Instructions for the task:
Retype each of the entries below exactly as written.

Available records:
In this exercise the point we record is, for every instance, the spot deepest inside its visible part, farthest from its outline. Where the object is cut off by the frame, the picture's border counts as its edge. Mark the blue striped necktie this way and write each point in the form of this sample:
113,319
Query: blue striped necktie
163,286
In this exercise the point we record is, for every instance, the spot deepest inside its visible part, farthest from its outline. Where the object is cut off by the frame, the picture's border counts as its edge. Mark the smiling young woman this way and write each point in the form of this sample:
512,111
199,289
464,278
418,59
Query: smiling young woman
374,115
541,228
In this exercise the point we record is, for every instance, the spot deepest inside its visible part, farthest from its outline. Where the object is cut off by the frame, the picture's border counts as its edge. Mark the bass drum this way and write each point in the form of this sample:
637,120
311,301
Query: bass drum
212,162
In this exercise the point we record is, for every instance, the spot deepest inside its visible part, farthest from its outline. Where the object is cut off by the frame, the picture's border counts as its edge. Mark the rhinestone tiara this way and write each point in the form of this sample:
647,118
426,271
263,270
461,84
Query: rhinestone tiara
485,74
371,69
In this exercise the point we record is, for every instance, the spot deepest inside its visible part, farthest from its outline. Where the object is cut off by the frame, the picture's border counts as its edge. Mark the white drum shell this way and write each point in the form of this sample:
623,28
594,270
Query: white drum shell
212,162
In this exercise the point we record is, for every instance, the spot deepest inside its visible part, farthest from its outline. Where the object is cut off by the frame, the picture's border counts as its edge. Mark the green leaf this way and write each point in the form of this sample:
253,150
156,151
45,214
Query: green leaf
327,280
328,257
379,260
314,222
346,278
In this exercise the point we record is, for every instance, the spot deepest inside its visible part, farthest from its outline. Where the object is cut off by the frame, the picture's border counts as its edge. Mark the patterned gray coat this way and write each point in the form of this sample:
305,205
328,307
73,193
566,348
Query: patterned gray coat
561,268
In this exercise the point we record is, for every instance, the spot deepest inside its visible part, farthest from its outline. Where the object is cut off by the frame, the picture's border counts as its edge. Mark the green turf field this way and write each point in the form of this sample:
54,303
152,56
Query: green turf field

Completed exercise:
In this exercise the point we record is, for every instance, the spot deepest inside its visible part, farthest from its outline. Where the object is cut off by the frame, the picture's border counts as its edge. Mark the blue striped necktie this way and write each point in the form of this sample:
113,319
Query: blue striped necktie
163,286
In this exercise the point we record is, for every instance, the spot deepest inside its visible part, farthest from its outline. Where the object is cut off by the frame, the picture's border counts as its edge. Mark the smiling young woman this way and write each point in the form of this sample:
512,111
199,289
464,278
418,59
Query: smiling young woman
374,115
541,228
In this exercise the point we record is, for every instance, the spot deepest inside its visible part, farthest from its outline. Where the object is cut off by the frame, the picture's border counts as its edge. Mark the bass drum this way and write each point in the form of this sample:
637,120
311,301
Query: bass drum
212,162
In this exercise the point we record is, for every instance, the spot deepest inside its visible part, farthest from its outline. Where the object is cut off by the frame, the picture's border counts as its edge. Mark the rhinestone tiara this way and write each point in the form of this sample:
647,118
426,271
263,270
461,84
Query: rhinestone tiara
485,74
371,69
In this exercise the point we record is, for every instance, the spot deepest inside its visible part, farthest from its outline. Where the object is cut off by the frame, the picture's border counts as its edge. Mark the white drum shell this way and write each point in the form of this sample:
623,28
594,270
Query: white drum shell
212,162
In this exercise the point we record is, for every instance, the spot deepest inside its visible part, farthest from its outline. Where the object is cut off by the frame, the picture's border counts as its edge. Mark the green leaf this way and write each point in the form of this sample:
253,150
156,151
45,214
Query: green leaf
327,280
328,257
379,260
314,222
346,278
In this exercise the point we record is, for every instance, the spot deepest inside its visible part, farthest from its outline. Where the object is cut off by the frame, the picture's border counts as its edge. Mark the patterned gray coat this way and write each point in the form of this sample:
305,205
328,307
73,193
566,348
Query: patterned gray coat
561,268
In this exercise the point we record is, for every instance, the spot deepest inside its visible part, farthest from its outline. Where the object is cut off by the frame, the picture's border counts as its edge. Mark the green turf field this way and write each point in the form of this sample:
54,303
152,56
Query: green turf field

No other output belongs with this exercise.